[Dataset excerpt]
--- Begin ---

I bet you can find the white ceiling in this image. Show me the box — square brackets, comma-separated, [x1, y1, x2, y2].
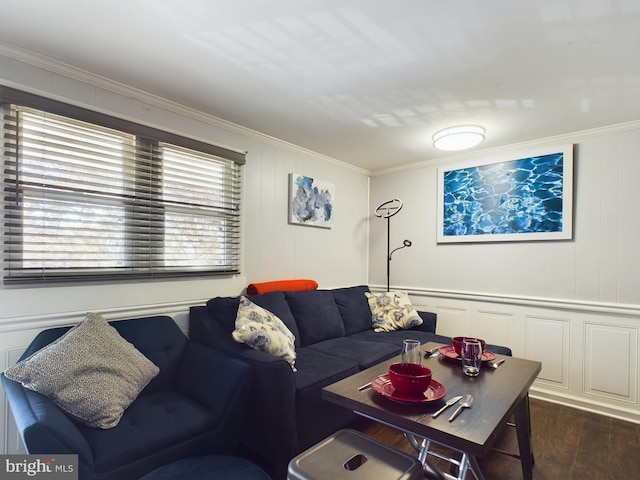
[0, 0, 640, 170]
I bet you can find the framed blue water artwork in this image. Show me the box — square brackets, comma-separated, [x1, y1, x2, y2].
[289, 173, 336, 228]
[437, 145, 573, 243]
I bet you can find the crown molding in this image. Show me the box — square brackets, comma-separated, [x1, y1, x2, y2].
[0, 41, 371, 176]
[371, 120, 640, 177]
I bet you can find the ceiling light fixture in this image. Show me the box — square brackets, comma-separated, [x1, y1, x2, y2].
[433, 125, 485, 151]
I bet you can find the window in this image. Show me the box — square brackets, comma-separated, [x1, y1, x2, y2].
[2, 90, 244, 284]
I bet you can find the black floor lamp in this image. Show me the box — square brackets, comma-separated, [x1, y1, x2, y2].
[375, 198, 411, 292]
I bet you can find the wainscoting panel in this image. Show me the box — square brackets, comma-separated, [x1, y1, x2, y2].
[434, 302, 473, 337]
[584, 323, 638, 403]
[526, 316, 569, 388]
[398, 286, 640, 424]
[471, 309, 515, 345]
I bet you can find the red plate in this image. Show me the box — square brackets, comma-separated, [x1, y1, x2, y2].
[438, 345, 496, 362]
[371, 374, 447, 403]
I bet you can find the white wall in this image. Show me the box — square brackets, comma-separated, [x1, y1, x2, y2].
[369, 122, 640, 423]
[370, 123, 640, 306]
[0, 51, 369, 453]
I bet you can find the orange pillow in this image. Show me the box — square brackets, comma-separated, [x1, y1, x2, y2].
[247, 279, 318, 295]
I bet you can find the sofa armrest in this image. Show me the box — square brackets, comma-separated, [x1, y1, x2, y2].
[0, 374, 93, 459]
[412, 311, 438, 333]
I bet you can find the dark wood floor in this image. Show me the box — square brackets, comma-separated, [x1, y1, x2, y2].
[344, 399, 640, 480]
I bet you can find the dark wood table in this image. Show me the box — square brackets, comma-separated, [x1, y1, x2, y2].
[322, 342, 542, 480]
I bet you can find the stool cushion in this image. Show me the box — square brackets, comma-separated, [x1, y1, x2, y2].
[140, 455, 271, 480]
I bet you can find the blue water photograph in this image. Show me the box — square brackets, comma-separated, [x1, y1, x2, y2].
[442, 152, 565, 240]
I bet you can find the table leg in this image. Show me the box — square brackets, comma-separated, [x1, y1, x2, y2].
[515, 394, 533, 480]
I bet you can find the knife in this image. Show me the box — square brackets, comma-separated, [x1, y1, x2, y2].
[431, 395, 462, 418]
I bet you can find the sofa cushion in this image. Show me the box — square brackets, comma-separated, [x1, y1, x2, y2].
[5, 313, 159, 429]
[80, 391, 223, 472]
[305, 336, 402, 370]
[331, 285, 372, 336]
[231, 297, 296, 371]
[284, 290, 344, 347]
[294, 347, 360, 392]
[207, 292, 300, 347]
[365, 292, 422, 332]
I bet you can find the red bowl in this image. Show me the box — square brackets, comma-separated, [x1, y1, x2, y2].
[453, 337, 487, 356]
[389, 363, 431, 395]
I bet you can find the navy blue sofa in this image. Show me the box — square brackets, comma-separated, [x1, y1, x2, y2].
[189, 285, 511, 472]
[1, 316, 251, 480]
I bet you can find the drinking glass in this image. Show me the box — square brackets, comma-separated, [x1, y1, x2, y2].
[461, 338, 482, 377]
[402, 338, 422, 365]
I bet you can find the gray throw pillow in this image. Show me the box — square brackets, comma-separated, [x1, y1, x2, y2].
[4, 313, 160, 429]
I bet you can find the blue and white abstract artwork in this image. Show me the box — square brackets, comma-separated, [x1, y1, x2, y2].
[438, 146, 573, 242]
[289, 173, 336, 228]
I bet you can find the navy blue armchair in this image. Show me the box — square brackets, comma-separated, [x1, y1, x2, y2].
[1, 316, 251, 480]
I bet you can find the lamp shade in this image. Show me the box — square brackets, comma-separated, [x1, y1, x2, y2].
[433, 125, 485, 151]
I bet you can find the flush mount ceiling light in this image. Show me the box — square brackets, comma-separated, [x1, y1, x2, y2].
[433, 125, 485, 151]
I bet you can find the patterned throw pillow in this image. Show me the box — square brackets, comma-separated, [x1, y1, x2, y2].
[365, 292, 422, 332]
[231, 297, 296, 372]
[4, 313, 160, 429]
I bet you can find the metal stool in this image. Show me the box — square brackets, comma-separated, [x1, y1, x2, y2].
[287, 430, 424, 480]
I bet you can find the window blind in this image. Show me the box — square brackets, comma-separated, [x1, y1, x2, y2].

--- End ---

TASK DIRECTIONS - Print all of the material above again, word for word, but leave the pictures out.

ANSWER -
I bet you can find the white ceiling in this image. Show me the box — square brackets, comma-separated, [x1, y1, x2, y2].
[0, 0, 640, 170]
I bet you can find the framed blue water artwork in this image. Show me the box — square brackets, comma-separated, [x1, y1, x2, y2].
[289, 173, 336, 228]
[437, 145, 573, 243]
I bet you can find the crown molding in this image. Show me the box — square brackets, comma-separated, [x1, y1, x2, y2].
[0, 41, 371, 176]
[371, 120, 640, 177]
I bet you can find the ceiling light fixture in this image. Show me the box — square brackets, comma-separated, [x1, y1, x2, y2].
[433, 125, 485, 151]
I bet you can find the window in this image. Show me the box — square brackets, comma-separated, [x1, y1, x2, y2].
[2, 90, 244, 284]
I bet you can find the black floor lamp in this image. Show me the box — square brackets, comma-separated, [x1, y1, x2, y2].
[375, 198, 411, 292]
I bet you can find the wainscoting panel in this image. Show me the box — square brackets, comma-separated, [x1, y1, x2, y2].
[434, 302, 473, 337]
[584, 323, 638, 403]
[526, 316, 569, 388]
[398, 286, 640, 424]
[471, 309, 515, 345]
I bet you can find the red plate in this image. Show me the box — square brackets, comma-separated, [x1, y1, x2, y2].
[438, 345, 496, 362]
[371, 374, 447, 403]
I bet you can find the white wall in this image. Show me the box — square brackets, comma-separated, [x1, y1, x2, y2].
[369, 122, 640, 423]
[370, 123, 640, 306]
[0, 51, 369, 453]
I bet you can find the orange pillow in this image. Show me the box — square brackets, comma-separated, [x1, y1, x2, y2].
[247, 279, 318, 295]
I bet you can find the sofa armrest in this image. Show me the box — square brackets, comma-separated, [x1, y1, x2, y2].
[0, 374, 93, 459]
[412, 311, 438, 333]
I bet you can find the dark wood floor in this image. Show me the box — square brackets, comma-separated, [x1, y1, x2, y2].
[344, 399, 640, 480]
I bet you can find the dark wood table in this image. Show me the box — square brackets, comma-separated, [x1, y1, x2, y2].
[322, 342, 542, 480]
I bet you can find the stool cushion in this image. Show me the box — square brackets, comma-separated, [x1, y1, x2, y2].
[140, 455, 271, 480]
I bet you can find the blue water photograph in this image. Show me the box — square brackets, comma-separated, [x1, y1, x2, y2].
[442, 152, 565, 240]
I bet you can find the table leg in this image. Show me the box — square brackets, comma-separated, [x1, y1, x2, y2].
[515, 394, 533, 480]
I bet you can find the knife in this image. Show me the box — square brackets, comma-separated, [x1, y1, x2, y2].
[431, 395, 462, 418]
I bet you can find the sofa cushion in this image. Show me the box — square brackets, comma-separated, [x1, y1, x2, y2].
[5, 313, 159, 429]
[80, 391, 223, 472]
[305, 336, 402, 370]
[331, 285, 372, 336]
[231, 297, 296, 371]
[284, 290, 344, 347]
[294, 347, 360, 392]
[207, 292, 300, 347]
[365, 292, 422, 332]
I bet you can find the red bowl in this image. Show me the box — square brackets, comma-separated, [x1, y1, x2, y2].
[453, 337, 487, 356]
[389, 363, 431, 395]
I bet you can find the navy blue sofa in this image. Show me the box — square brackets, comma-separated, [x1, y1, x2, y2].
[189, 285, 511, 472]
[1, 316, 251, 480]
I bet you can find the drinking glass in this image. Show me the box — square brackets, comma-separated, [x1, y1, x2, y2].
[461, 338, 482, 377]
[402, 338, 422, 365]
I bet you can find the gray throw pillow in this image. Show me the box — square brackets, comma-separated, [x1, y1, x2, y2].
[4, 313, 160, 429]
I bet you can find the blue and white abstract artwork in this image. Show me the box — square brackets, comma-separated, [x1, y1, x2, y2].
[438, 146, 573, 242]
[289, 173, 336, 228]
I bet you can find the navy blue armchair in this image. Show me the box — square brackets, comma-separated, [x1, y1, x2, y2].
[1, 316, 251, 480]
I bet you can find the lamp shade in this image. Show me the box — square brackets, comma-separated, [x1, y1, x2, y2].
[433, 125, 485, 151]
I bet you can find the flush mount ceiling light in this image. Show me the box — square brackets, comma-separated, [x1, y1, x2, y2].
[433, 125, 485, 151]
I bet you can find the patterned throw pillow in this image. Show me the box — square brackets, comma-separated, [x1, y1, x2, y2].
[365, 292, 422, 332]
[231, 297, 296, 372]
[4, 313, 160, 429]
I bet you can find the metal stool in this image. Show me the box — square brackets, comma-separated, [x1, y1, x2, y2].
[287, 430, 424, 480]
I bet you can find the window blind in this image. Show me the box — square brackets, comma-separated, [x1, y1, x2, y2].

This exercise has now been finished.